### EXTRACT PROVIDED
Question

I need to use boosted cascaded training to classify some images in scikit-learn. I want to classify according to HoG features.

My code below is adapted from this example.

This part of the code is the only thing that I've really done:

import sys
from scipy import misc, ndimage
from skimage import data, io, filter, color, exposure
from skimage.viewer import ImageViewer
from skimage.feature import hog
from skimage.transform import resize
import matplotlib.pyplot as plt
from sklearn.datasets import make_gaussian_quantiles
from sklearn.ensemble import AdaBoostClassifier
from sklearn.externals.six.moves import xrange
from sklearn.metrics import accuracy_score
from sklearn.tree import DecisionTreeClassifier
import pylab as pl
from sklearn.externals.six.moves import zip

f = open("PATH_TO_SAMPLES_LIST\\samples.txt",'r')
out = f.read().splitlines()

### REQUESTS
**A.** In the scikit-learn question, what kind of features does the asker want the image classification based on?
**B.** Please extend the scikit-learn question's code from its last line onward.

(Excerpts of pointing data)
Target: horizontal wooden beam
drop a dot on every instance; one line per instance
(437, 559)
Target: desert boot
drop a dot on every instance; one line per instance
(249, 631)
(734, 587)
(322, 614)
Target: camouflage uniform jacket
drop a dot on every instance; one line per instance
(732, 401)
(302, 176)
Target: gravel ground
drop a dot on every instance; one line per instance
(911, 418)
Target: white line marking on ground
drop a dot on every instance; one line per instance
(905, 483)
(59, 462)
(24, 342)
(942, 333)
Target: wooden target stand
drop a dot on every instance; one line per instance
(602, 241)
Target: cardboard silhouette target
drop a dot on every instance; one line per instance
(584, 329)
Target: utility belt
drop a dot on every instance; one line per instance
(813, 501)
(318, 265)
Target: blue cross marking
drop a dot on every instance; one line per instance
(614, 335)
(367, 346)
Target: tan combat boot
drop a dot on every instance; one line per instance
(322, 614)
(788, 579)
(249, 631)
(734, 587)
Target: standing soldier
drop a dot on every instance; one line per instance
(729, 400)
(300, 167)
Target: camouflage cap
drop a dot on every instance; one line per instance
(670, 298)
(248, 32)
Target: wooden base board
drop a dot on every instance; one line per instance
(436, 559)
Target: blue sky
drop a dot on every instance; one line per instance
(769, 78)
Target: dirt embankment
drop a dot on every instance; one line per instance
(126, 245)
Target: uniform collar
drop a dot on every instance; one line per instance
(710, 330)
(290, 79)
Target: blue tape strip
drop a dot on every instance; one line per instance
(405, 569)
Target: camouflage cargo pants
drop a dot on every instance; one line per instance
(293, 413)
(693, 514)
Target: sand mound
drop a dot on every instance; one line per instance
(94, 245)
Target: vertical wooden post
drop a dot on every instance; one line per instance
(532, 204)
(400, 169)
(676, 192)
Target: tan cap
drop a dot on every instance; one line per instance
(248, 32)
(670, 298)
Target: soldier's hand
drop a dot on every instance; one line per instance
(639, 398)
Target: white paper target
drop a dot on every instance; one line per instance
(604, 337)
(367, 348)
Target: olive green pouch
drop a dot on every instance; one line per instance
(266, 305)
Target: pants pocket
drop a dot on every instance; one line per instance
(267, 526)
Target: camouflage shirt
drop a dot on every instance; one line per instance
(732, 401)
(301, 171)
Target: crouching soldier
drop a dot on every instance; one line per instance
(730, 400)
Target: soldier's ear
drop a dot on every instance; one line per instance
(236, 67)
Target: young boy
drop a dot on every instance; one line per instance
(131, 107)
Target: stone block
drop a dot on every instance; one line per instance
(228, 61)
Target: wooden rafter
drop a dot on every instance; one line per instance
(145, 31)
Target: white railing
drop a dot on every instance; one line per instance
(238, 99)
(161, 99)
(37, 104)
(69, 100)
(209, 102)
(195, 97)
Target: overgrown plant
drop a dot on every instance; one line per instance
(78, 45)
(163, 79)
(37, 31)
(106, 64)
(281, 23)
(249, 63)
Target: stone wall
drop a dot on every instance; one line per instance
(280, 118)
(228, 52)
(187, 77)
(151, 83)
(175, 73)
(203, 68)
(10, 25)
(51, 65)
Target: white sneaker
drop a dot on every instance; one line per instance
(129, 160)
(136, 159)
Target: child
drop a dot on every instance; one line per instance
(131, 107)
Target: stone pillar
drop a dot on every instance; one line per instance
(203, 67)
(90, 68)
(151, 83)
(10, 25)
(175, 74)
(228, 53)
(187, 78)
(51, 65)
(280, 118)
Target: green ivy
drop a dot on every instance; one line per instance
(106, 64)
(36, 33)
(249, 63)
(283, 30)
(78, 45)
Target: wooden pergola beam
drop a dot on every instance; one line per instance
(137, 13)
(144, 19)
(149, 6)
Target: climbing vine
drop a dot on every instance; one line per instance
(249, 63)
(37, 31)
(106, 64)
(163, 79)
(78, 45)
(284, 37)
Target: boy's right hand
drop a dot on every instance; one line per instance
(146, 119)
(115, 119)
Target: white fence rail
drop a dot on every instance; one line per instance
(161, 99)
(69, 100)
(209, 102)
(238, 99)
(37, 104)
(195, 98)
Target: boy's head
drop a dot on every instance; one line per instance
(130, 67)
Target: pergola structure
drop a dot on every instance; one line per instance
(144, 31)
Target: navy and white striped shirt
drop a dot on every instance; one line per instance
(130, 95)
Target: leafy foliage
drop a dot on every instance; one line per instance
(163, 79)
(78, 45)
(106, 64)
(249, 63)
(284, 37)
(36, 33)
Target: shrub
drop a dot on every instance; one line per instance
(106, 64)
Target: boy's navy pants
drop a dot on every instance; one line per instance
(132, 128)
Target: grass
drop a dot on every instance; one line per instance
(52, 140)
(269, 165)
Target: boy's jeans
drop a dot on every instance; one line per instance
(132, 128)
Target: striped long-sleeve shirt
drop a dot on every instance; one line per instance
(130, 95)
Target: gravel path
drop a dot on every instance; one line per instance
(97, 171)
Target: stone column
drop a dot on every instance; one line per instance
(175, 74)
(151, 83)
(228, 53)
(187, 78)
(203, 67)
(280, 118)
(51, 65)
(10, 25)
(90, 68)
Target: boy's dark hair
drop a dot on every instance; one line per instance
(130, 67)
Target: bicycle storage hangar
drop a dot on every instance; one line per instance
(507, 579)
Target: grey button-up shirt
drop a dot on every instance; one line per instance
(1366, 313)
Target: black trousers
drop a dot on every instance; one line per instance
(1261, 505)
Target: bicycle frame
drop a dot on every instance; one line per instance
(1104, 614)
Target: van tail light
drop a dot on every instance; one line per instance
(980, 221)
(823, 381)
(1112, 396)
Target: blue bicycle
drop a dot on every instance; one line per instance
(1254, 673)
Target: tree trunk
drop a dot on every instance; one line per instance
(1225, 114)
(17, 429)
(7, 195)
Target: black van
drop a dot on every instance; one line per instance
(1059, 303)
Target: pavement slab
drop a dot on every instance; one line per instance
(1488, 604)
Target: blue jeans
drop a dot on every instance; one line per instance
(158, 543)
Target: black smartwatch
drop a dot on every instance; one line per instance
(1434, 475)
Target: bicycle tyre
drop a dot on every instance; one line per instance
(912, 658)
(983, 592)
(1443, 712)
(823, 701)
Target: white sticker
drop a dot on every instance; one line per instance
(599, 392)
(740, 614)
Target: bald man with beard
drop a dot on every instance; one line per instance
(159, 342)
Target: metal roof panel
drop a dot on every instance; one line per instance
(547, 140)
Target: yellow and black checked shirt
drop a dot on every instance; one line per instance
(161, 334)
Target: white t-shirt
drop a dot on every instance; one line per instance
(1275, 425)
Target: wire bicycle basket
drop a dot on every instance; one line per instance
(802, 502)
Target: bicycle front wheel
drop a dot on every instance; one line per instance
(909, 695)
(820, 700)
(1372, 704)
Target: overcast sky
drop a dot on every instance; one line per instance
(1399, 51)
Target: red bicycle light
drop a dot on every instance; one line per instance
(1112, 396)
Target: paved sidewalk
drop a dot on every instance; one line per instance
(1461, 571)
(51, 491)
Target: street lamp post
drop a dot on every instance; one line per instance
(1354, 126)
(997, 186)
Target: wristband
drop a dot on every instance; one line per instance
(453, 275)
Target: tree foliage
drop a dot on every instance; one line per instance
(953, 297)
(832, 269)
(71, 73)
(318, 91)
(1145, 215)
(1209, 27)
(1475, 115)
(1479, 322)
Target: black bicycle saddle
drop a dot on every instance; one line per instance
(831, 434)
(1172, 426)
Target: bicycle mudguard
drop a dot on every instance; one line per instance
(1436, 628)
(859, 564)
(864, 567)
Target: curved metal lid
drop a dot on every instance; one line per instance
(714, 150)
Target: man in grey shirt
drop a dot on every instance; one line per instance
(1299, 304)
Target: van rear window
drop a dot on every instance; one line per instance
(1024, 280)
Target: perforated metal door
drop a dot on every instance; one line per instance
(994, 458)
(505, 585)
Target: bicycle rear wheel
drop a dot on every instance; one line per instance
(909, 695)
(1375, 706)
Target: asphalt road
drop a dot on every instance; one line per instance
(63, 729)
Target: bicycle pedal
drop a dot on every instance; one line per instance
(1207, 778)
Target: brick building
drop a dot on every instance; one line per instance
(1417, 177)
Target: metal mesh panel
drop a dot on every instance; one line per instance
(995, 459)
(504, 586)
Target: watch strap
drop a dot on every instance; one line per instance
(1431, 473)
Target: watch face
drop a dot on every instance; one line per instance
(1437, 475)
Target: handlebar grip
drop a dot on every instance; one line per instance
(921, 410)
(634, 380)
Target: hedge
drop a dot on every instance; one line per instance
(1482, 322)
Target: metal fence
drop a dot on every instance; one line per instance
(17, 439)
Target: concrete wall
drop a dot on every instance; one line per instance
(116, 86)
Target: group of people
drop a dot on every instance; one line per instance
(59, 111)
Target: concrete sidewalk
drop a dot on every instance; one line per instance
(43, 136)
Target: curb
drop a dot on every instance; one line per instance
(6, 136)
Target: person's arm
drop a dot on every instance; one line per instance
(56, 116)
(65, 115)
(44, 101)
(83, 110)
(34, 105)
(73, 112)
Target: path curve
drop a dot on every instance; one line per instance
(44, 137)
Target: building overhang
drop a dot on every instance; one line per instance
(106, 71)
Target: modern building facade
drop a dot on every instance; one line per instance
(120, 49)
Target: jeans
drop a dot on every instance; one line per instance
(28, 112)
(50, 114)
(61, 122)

### WRITTEN RESPONSES
**A.** HoG features.

**B.**
import numpy as np

### THIS IS THE MAIN CHANGES I MADE TO THE CODE
### THE CHANGES ARE ONLY IN ORDER TO GET HOG FEATURES OUT OF IMAGES TO PASS ON TO THE CLASSIFIERS

imgs = []
tmp_hogs = []

# I've omitted the code where I populate an array called "labels", but it's just a 1D #array with 528 elements, either 1 or 0

i=0
for file in out:
        filepath = "C:\\work_asaaki\\caltech\\cars_brad\\resized\\"
        readfile = filepath + file
        curr_img = color.rgb2gray(io.imread(readfile))
        imgs.append(curr_img)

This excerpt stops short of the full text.